Print the listing below exactly, images excluded.

▼

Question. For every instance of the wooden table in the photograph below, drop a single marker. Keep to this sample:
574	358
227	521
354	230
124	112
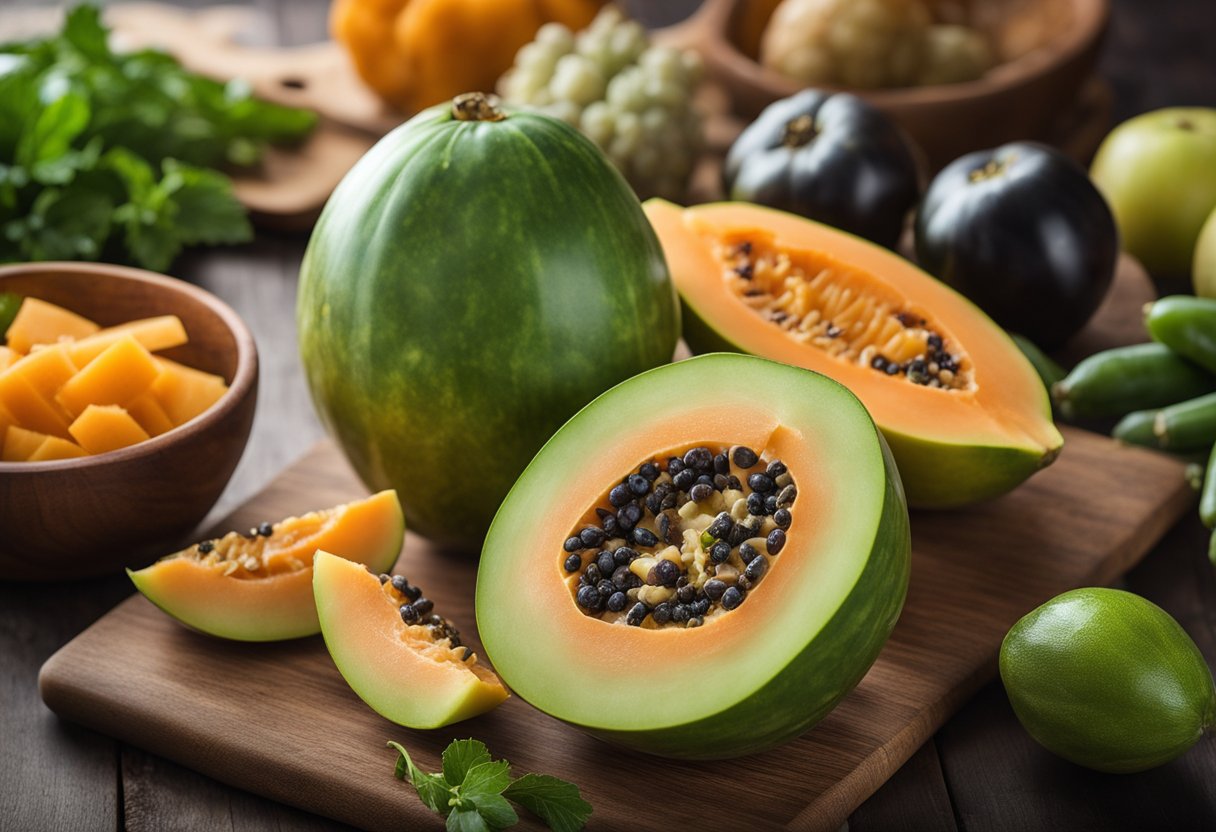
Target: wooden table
981	771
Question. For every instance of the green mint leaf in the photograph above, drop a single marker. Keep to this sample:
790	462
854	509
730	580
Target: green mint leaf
207	211
495	810
68	224
460	757
466	820
84	32
553	800
485	779
54	130
432	790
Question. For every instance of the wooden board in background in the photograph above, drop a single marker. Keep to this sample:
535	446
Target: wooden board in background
279	720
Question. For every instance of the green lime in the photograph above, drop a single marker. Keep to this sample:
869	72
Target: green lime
1107	680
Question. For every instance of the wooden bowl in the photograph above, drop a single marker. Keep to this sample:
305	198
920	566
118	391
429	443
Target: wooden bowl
89	516
1047	50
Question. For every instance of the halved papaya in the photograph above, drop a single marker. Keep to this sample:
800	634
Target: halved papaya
258	585
400	657
963	411
702	562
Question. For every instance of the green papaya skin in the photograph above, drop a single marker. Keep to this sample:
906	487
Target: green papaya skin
1136	428
1108	680
1208	496
1118	381
1181	428
1186	325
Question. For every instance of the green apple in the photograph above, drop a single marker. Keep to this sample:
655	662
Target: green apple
1203	273
1158	172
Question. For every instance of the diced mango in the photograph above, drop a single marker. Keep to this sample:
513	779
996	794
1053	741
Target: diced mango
41	322
155	333
45	369
6	421
20	444
185	392
151	416
28	408
123	371
54	448
102	428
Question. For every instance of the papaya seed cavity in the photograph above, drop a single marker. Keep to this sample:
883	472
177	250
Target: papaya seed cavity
827	307
681	540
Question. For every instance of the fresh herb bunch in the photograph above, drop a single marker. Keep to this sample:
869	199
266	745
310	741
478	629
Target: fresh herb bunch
107	156
474	792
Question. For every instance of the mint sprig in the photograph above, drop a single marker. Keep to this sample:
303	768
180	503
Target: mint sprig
108	156
474	792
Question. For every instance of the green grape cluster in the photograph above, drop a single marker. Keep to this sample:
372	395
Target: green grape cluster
631	99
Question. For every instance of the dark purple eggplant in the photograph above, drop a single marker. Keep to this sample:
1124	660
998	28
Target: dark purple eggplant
1024	234
829	157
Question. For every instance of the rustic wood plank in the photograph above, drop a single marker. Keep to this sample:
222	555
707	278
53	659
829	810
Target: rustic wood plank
974	573
54	774
915	798
164	797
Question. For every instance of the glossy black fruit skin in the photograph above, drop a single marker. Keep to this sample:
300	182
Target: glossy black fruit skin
1024	234
829	157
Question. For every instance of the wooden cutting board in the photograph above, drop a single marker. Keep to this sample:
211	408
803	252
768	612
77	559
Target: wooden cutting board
279	720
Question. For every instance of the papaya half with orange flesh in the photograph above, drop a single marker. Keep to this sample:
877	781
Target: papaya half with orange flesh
417	674
702	562
963	411
258	585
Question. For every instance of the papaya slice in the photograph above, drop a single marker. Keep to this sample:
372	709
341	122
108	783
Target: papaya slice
963	411
257	586
702	562
416	674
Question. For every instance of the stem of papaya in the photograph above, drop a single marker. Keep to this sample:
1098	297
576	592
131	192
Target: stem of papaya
477	107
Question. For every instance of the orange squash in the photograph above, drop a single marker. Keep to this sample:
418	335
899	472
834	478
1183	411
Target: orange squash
259	586
771	284
418	52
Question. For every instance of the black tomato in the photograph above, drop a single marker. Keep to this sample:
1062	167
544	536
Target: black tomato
829	157
1024	234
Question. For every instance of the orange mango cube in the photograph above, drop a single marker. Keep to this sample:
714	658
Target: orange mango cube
123	371
45	369
54	448
20	444
41	322
102	428
151	416
28	408
161	332
184	392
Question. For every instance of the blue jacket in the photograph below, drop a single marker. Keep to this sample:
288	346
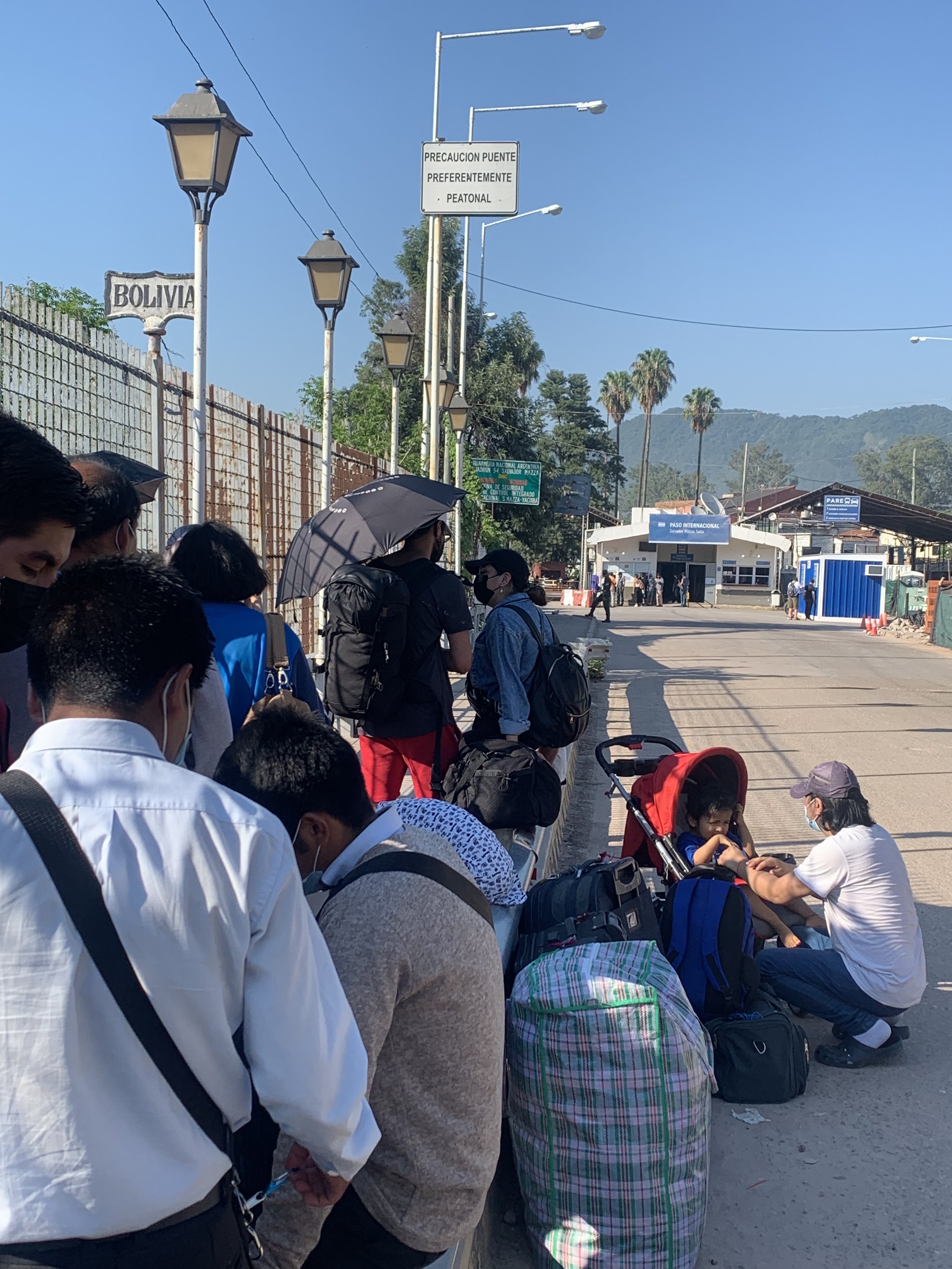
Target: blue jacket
503	659
240	649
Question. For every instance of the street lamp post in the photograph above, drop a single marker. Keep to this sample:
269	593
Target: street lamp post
204	137
329	268
398	342
553	210
459	412
591	31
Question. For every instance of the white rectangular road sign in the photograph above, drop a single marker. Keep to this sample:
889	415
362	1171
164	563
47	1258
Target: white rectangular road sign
470	178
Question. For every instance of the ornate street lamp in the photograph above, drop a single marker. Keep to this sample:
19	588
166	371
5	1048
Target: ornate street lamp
329	268
398	342
204	137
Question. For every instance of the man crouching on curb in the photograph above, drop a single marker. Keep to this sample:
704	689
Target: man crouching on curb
419	963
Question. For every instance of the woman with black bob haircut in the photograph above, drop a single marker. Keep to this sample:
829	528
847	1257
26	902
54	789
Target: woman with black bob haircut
224	570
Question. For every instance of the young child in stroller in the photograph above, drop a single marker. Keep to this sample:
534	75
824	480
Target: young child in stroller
718	833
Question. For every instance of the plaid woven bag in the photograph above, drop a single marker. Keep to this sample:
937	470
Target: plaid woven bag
610	1106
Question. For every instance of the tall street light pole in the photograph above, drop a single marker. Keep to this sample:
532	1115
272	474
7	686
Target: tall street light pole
398	340
592	108
329	268
204	137
434	257
553	210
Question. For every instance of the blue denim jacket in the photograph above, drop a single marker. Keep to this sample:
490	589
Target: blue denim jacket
503	658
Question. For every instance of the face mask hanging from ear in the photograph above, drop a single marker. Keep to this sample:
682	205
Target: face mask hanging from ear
179	759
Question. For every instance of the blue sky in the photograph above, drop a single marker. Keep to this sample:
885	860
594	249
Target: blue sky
780	164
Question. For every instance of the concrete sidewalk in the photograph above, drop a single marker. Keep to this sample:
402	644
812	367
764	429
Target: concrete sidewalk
856	1173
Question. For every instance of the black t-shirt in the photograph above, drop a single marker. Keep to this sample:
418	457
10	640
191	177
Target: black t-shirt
441	607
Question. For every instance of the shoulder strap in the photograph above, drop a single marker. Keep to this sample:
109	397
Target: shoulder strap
82	895
423	866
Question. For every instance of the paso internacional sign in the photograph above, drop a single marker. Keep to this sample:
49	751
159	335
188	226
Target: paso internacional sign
470	178
153	297
508	480
711	530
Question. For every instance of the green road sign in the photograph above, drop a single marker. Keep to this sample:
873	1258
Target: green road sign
508	480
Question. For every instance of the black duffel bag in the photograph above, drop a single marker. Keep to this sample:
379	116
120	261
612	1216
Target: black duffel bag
762	1055
601	902
505	785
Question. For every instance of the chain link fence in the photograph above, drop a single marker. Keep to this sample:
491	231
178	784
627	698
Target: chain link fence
87	390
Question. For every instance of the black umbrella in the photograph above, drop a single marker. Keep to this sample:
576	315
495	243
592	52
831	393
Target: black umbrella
369	522
144	477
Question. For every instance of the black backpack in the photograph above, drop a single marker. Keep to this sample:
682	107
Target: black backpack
560	701
506	785
601	902
366	615
760	1055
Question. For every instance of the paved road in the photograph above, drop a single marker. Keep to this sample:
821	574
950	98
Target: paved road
856	1173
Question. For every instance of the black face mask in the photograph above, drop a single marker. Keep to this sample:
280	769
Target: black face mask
18	606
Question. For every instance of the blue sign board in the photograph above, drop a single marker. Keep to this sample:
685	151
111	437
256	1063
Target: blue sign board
712	530
841	508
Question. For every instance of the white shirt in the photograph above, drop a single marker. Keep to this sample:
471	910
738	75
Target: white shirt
206	896
863	879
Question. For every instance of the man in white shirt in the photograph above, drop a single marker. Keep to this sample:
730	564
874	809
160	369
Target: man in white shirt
102	1164
871	967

▲

» Exercise response
Question. For every instance of the wooden table in the photograph below, drop a single marker. Keep to this sample:
574	358
227	521
354	230
124	112
Target: wooden table
981	771
Question. For every instance of the green mint leaf in the photograph above, drop a single marker. Keep to this sample:
790	462
854	509
730	580
Target: green mint leaf
207	211
495	810
68	224
460	757
466	820
84	32
553	800
485	779
54	130
432	790
Question. For every instance of the wooden board in background in the photograph above, drop a single marker. Keep to this sample:
535	446
Target: wooden board in background
279	720
Question. For every instance of the green lime in the photograph above, drop a single marker. Keep to this sample:
869	72
Target: green lime
1107	680
Question. For every instance of the wooden bowl in the photograph above, drop a single marker. Keep to this sample:
305	198
920	566
118	391
429	443
Target: wooden bowl
89	516
1047	50
Question. For every instance of the halved papaya in the photograph above, drop a single marker. Keep to this sample:
800	634
Target: halved papaya
258	585
400	657
963	411
702	562
Question. For every instance of the green papaya skin in the photograph above, drop a single marker. Keep to this sample:
906	487
Target: green papaya skin
1136	428
1108	680
1208	496
1118	381
1181	428
1186	325
Question. For every instance of the green apple in the photograph above, drop a single marker. Keep to this sample:
655	662
Target: green apple
1203	273
1158	172
Question. For every instance of the diced mango in the photograph above, drop a single marker. Keep to this sample:
513	779
996	794
1053	741
Target: diced mango
41	322
155	333
45	369
6	421
20	444
185	392
151	416
28	408
123	371
54	448
102	428
Question. For every instance of the papaya seed cavity in the photograph above, drop a single marker. Keep to this sample:
883	472
177	250
Target: papaya seed cavity
827	307
681	540
Question. For every instance of the fresh herb bunch in the photograph above, drop a single marker. Keep to this sample:
869	199
266	745
310	741
478	629
Target: fresh herb bunch
107	156
474	792
Question. For every instance of the mint sprig in the photograph above, drop a single marker. Keep to this sample:
303	768
180	503
Target: mint sprig
108	156
474	792
Question. For every instance of the green grape cluster in the photograph above, drop a single marker. Keep to this sample:
372	395
Target: green grape cluster
631	99
Question. For every instance of the dark purple eggplant in the photograph above, drop a single marker. Keep to this sample:
1124	660
998	28
Target: dark purple eggplant
1024	234
829	157
Question. For every instance of the rustic wood plank in the photograph above, drop a single marker. Keep to this sample:
222	555
707	278
53	659
829	810
Target: rustic wood plank
974	573
54	774
915	798
164	797
Question. For every instance of the glossy black fruit skin in the photograph above, drop a single marker. Keep to this sample:
300	182
Target: glossy black fruit skin
1024	234
829	157
Question. For every instance of the wooden cutting board in the photograph above, drop a single marker. Keep to this sample:
211	408
803	252
768	612
77	559
Target: wooden cutting board
279	720
Question. For every instance of the papaya half with orange flesh in the photograph above, drop a single marker. Keep to this sample:
877	781
Target: papaya half with orange flesh
417	674
702	562
963	411
258	585
Question. For every instance of the papaya slice in the photograph above, drop a single marker. Keep to this sample:
372	709
341	122
108	783
Target: papaya slice
963	411
257	586
702	562
416	674
Question. For every instance of the stem of papaya in the photograph above, drop a single marker. Keep to this sample:
1098	297
576	592
131	192
Target: stem of papaya
477	107
Question. For every instance of the orange squash in the photograph above, drop a single marker. Keep to this sample:
418	335
899	472
834	478
1183	411
Target: orange squash
259	586
771	284
418	52
Question. For every instance of the black tomato in the photograph above, drop a single marker. Keep to this sample:
1062	167
544	536
Target: black tomato
829	157
1024	234
Question. For every instance of the orange mango cube in the photograph above, drop a single marker. Keep to this sample:
714	658
Target: orange mango cube
123	371
45	369
54	448
20	444
41	322
102	428
151	416
28	408
161	332
184	392
Question. For every instance of the blue jacket in the photograph below, drop a single marker. Keep to this sample:
288	346
Target: blue jacket
503	659
240	649
Question. For every instance of the street lamp post in the photograph above, drop a single marker. Keep to this sample:
269	593
Target: street lamp post
204	137
329	268
398	342
553	210
459	412
591	31
Question. For every instance of the white rectangular road sign in the photograph above, drop a single marker. Keep to this sample:
889	415
362	1171
164	563
47	1258
Target: white rectangular road sign
470	178
Question. For every instance of the ornate street lamp in the photograph above, drop a single marker. Keep to this sample:
19	588
166	371
5	1048
Target: ornate street lamp
329	268
398	342
204	137
Question. For every instance of the man crouching on curb in the photograph above, drop a single marker. Keep to this sample:
704	689
Target: man crouching on curb
419	963
Question. For every instance of the woman with black bob haircut in the photograph above, drop a single marker. Keep to this sample:
829	528
847	1257
26	902
54	789
Target: woman with black bob haircut
224	570
Question. For every instance of the young child in stroller in the photograph above, drop a single marker. Keep to this sample:
534	75
824	480
Target: young child in stroller
718	833
Question. For every instance of the plaid woven bag in the photograph above, drop a single marker. Keep to this sample:
937	470
Target: plaid woven bag
610	1106
Question. For every instance of the tall street light pole in the photograph above, drop a single marker. Keep to this sample:
532	1115
272	474
7	686
Target: tall street light pole
398	340
592	108
329	268
204	137
434	257
553	210
Question. For every instance of the blue denim jacket in the photograph above, drop a single marker. Keep to this sample:
490	589
Target: blue denim jacket
503	658
Question. For every instance of the face mask hanging from ear in the photograph above, drop a single marker. Keep to this sample:
682	205
Target: face mask hanging from ear
179	759
Question. For every instance of the blue sky in the photograph above, drop a single marker. Keep to this sample:
885	860
594	249
Target: blue sky
780	164
Question. For every instance of the concrete sidewalk in the photograph above, drop a single marker. Keep to this sample:
402	644
812	367
764	429
Target: concrete sidewalk
856	1173
Question. For every instance of the black t-shirt in the photograph above, drop a single marker. Keep to this sample:
418	457
10	640
191	177
Target: black t-shirt
441	607
Question. For every instance of the shoulder strap in the photograph above, drop a single marker. Keep to this sample:
109	397
Target: shoulder strap
82	895
423	866
Question. For every instance of the paso internacional sign in the photograph above, drop a single marker. Keep to this sample:
49	751
159	335
188	226
Target: paso internacional sign
470	178
153	297
508	480
711	530
Question. For every instance of the green road sign in the photograph above, drop a single marker. Keep to this sample:
873	1258
Target: green road sign
508	480
Question. For every instance of the black duffel bag in the photograph above, drop a single marker. Keep to this sample:
379	116
120	261
612	1216
Target: black duffel bag
762	1055
601	902
505	785
Question. For every instance of the chain link fence in the photograph above, drop a single marker. Keep to this sample:
491	231
178	784
627	698
Target: chain link fence
87	390
Question. For every instance of the black umbrella in the photograph above, drop a single marker. Keep to this sample:
576	315
495	243
592	52
831	393
Target: black umbrella
369	522
144	477
Question. For every instance of the black backpack in the photograph above, drop a single marker. Keep to this sample:
682	107
Target: black backpack
560	701
506	785
601	902
366	615
760	1055
Question. For every instance of the paved road in the photograph above, drop a single marker. Keep to this sample:
821	574
950	98
Target: paved road
856	1173
Question. For every instance of the black face mask in the photograph above, drop a single marker. Keep to this sample:
280	769
Target: black face mask
18	606
Question. For every instance of the blue sign board in the photograph above, drop a single marker. Keep to this sample:
685	151
111	437
256	1063
Target: blue sign board
712	530
841	508
Question. For every instance of the white shirt in the photograph above, drop a single marker. Keep to this sample:
471	910
738	75
Target: white shirt
206	896
863	879
Question. For every instance of the man in white shirt in the photograph above, drop a single marker. Keep to this sample:
730	564
874	809
160	369
Target: man in white shirt
102	1164
871	967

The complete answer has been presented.